#### Exercise details:
Please rewrite the lines below with "photo" replaced by "image" and everything else left unchanged. Omit the pictures from your answer.

#### Entries provided:
· · ·

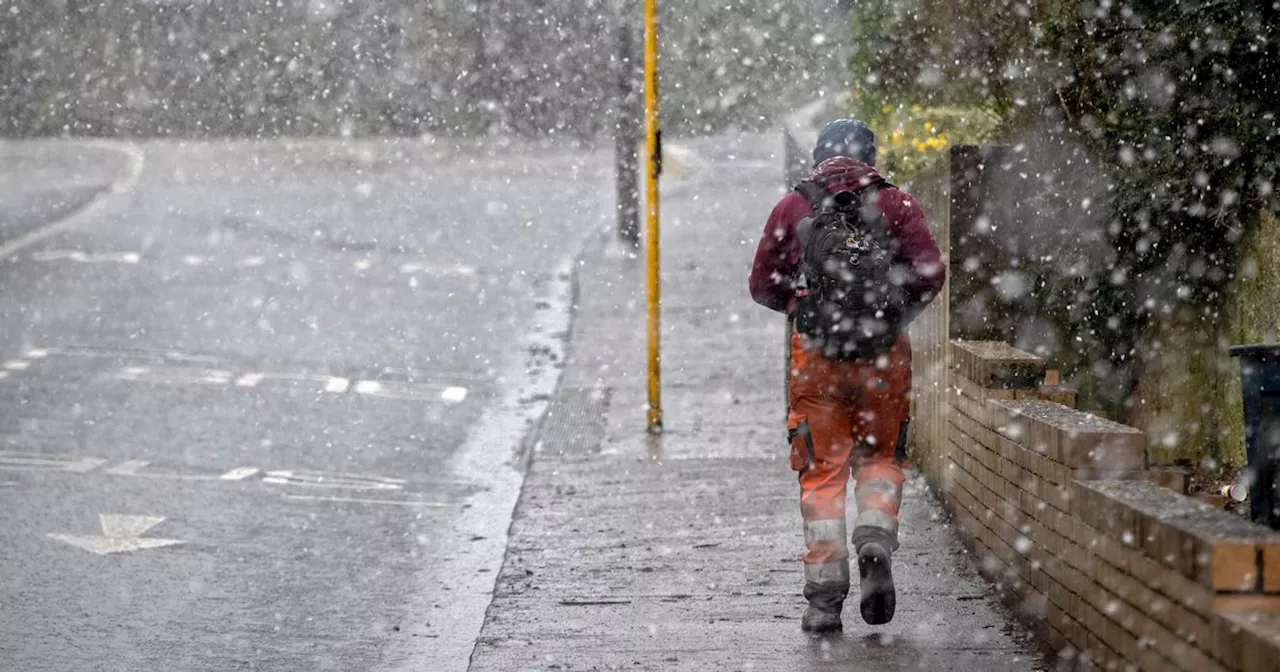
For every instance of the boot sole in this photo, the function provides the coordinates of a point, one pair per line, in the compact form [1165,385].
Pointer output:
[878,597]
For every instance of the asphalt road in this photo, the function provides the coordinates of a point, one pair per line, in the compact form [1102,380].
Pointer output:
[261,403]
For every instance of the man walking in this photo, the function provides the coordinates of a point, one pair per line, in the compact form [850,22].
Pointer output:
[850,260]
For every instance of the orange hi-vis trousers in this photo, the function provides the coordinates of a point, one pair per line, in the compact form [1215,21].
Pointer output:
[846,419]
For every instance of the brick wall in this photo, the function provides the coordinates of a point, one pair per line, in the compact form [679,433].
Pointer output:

· · ·

#### Result of the exercise:
For every instance of the boot sole in this image, the function provides the coordinates of a point, one pair per line, in the compact form [1165,385].
Pointer output:
[878,597]
For every instance of the asphalt road in this image, the function provides the coordinates of a point, one pair per line, in the compact form [1102,380].
Pointer output:
[261,403]
For every instance of the man walking in this image, the function provides the coordinates of a point, one pair per line, in the compact form [850,22].
Pointer output:
[850,260]
For every instance of the orange hi-vis trousers in this image, the function provides the coordinates of a point, one pair per line, in the compact form [1215,21].
Pointer output:
[846,419]
For every instance of the brick wall in this image, the function provides the coordinates of a point, one pair per line, in the compact form [679,433].
Pointer output:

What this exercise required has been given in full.